--- MATERIAL TO PROCESS ---
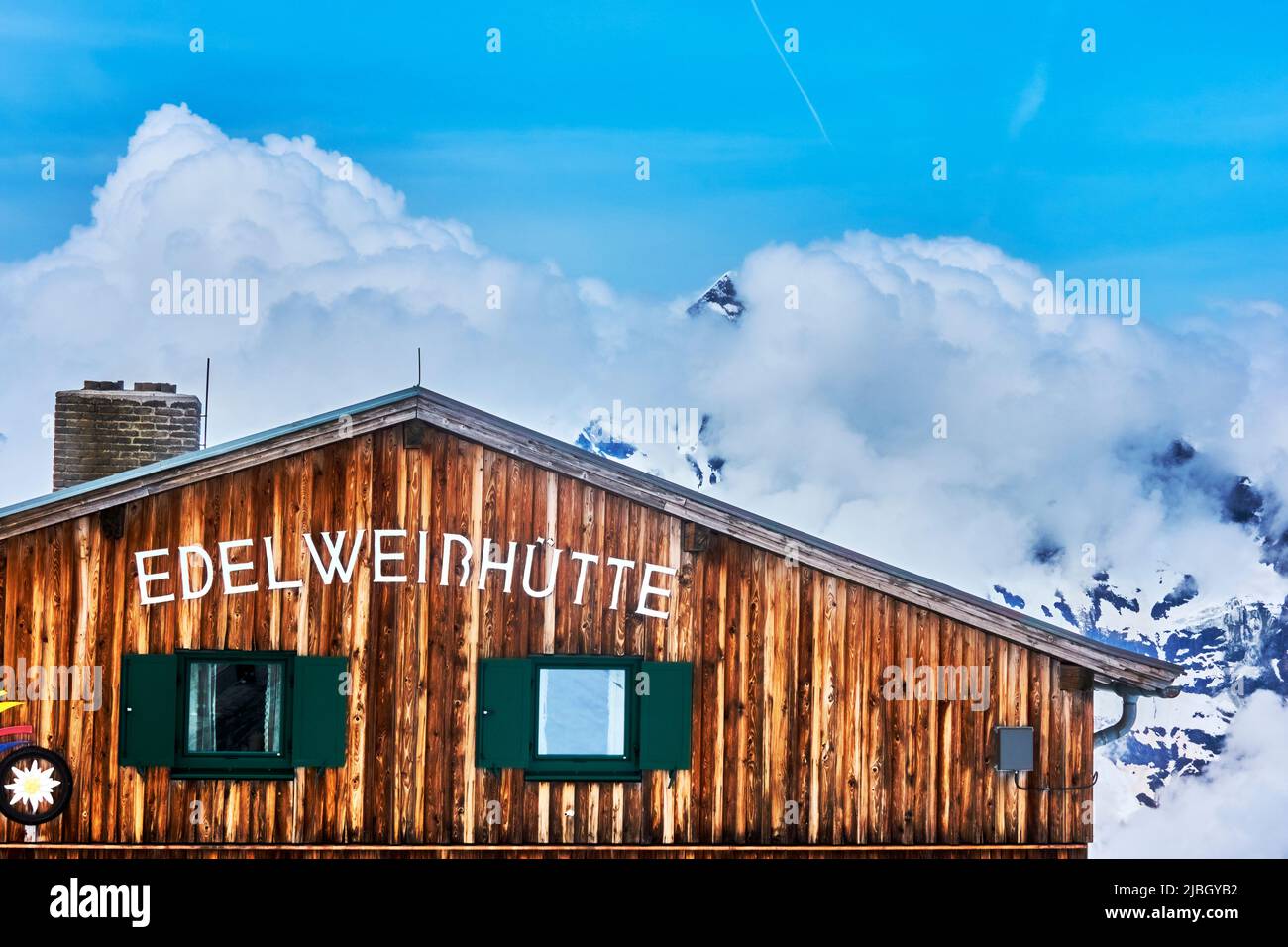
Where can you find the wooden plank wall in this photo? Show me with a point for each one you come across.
(794, 742)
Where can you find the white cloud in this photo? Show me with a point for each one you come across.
(1235, 809)
(1030, 101)
(824, 414)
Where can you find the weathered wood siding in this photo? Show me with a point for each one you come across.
(787, 690)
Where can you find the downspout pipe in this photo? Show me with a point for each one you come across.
(1115, 731)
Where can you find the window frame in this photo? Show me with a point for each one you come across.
(198, 764)
(583, 767)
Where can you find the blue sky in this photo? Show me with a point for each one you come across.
(1111, 163)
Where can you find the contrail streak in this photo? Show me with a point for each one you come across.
(787, 65)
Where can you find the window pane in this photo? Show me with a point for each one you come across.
(581, 711)
(235, 707)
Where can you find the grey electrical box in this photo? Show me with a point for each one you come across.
(1014, 749)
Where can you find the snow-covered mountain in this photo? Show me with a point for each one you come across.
(1229, 648)
(720, 299)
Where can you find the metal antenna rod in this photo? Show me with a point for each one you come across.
(205, 408)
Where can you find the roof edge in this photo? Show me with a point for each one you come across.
(467, 421)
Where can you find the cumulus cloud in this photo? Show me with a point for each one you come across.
(1235, 809)
(824, 414)
(1073, 445)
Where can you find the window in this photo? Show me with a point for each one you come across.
(584, 716)
(233, 714)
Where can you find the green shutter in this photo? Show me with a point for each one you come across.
(150, 686)
(320, 711)
(505, 712)
(666, 715)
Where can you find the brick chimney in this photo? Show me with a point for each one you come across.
(103, 429)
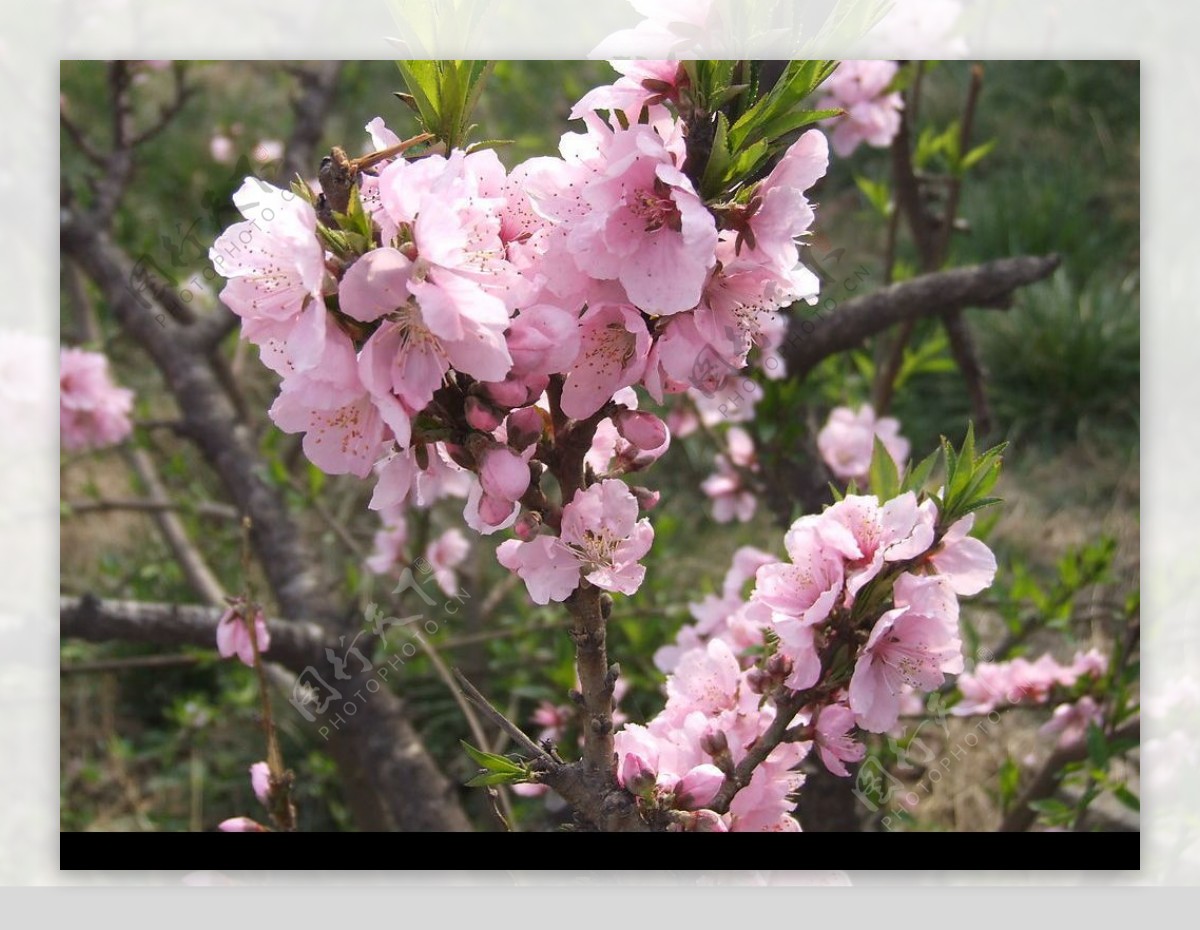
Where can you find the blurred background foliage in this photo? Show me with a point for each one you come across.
(168, 747)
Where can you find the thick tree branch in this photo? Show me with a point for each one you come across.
(987, 286)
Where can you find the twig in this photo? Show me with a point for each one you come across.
(132, 661)
(173, 531)
(82, 142)
(204, 509)
(468, 713)
(294, 645)
(502, 721)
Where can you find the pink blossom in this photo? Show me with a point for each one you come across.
(784, 214)
(916, 643)
(444, 555)
(1071, 721)
(669, 28)
(276, 268)
(549, 569)
(847, 442)
(707, 679)
(681, 358)
(233, 635)
(994, 684)
(543, 340)
(267, 151)
(454, 325)
(871, 115)
(345, 426)
(801, 594)
(93, 411)
(601, 538)
(739, 310)
(645, 225)
(241, 825)
(642, 83)
(868, 535)
(401, 477)
(965, 562)
(600, 526)
(834, 743)
(613, 348)
(642, 430)
(766, 803)
(504, 478)
(221, 148)
(450, 210)
(261, 780)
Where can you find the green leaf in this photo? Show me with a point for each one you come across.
(1127, 797)
(977, 155)
(1097, 747)
(771, 112)
(876, 193)
(719, 160)
(491, 762)
(885, 477)
(1009, 778)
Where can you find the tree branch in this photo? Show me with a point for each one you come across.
(987, 286)
(294, 645)
(391, 783)
(174, 533)
(318, 90)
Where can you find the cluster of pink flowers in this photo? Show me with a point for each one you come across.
(94, 413)
(799, 611)
(847, 442)
(261, 783)
(991, 685)
(430, 346)
(873, 115)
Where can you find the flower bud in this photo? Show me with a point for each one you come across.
(779, 666)
(493, 510)
(525, 427)
(699, 786)
(509, 393)
(714, 742)
(636, 777)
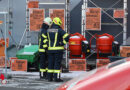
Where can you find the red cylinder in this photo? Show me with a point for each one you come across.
(75, 44)
(104, 43)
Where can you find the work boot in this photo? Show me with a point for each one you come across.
(58, 80)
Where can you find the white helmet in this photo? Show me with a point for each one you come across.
(48, 21)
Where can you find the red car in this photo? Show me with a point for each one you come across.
(115, 76)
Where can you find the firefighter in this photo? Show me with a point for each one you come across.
(43, 47)
(57, 38)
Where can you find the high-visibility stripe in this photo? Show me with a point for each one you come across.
(43, 35)
(65, 35)
(55, 48)
(49, 39)
(56, 71)
(50, 71)
(41, 50)
(45, 41)
(55, 39)
(64, 42)
(39, 42)
(46, 69)
(44, 46)
(43, 70)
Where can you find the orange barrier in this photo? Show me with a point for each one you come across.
(125, 51)
(2, 62)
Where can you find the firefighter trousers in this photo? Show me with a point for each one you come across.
(54, 65)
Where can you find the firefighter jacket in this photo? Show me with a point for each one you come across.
(43, 38)
(57, 38)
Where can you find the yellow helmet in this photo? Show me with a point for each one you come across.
(57, 21)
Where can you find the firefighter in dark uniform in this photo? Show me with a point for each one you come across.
(43, 47)
(57, 38)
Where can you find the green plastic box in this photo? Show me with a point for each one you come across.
(29, 52)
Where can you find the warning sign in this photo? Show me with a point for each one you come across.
(118, 13)
(77, 65)
(33, 4)
(18, 65)
(36, 19)
(58, 13)
(102, 62)
(125, 51)
(93, 19)
(2, 62)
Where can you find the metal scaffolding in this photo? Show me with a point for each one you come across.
(104, 11)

--- TASK PROMPT ---
Rewrite the stretch from the start of the data through the line that contains "(1111, 163)", replacing "downspout pipe" with "drainpipe" and leaving everything else as it is. Omit the pictures from your answer.

--- OUTPUT OF THE EXERCISE ---
Where can you find the wooden plank wall in this photo? Show me with a point for each one you come across.
(794, 742)
Where can you find the white cloud in this photo? Show me with a point for each one you come across.
(1235, 809)
(1030, 101)
(824, 414)
Where can you find the weathered wood siding in this photo? Show me with a point for each one you come across.
(787, 690)
Where can you find the drainpipe in this photo? Show me with a point for each one you come across.
(1115, 731)
Where can you find the window frame in this photo? Show me with a point for each one you come across.
(198, 764)
(583, 767)
Where can you find the blue sky in this photo? Show me with a point for each one you come across.
(1111, 163)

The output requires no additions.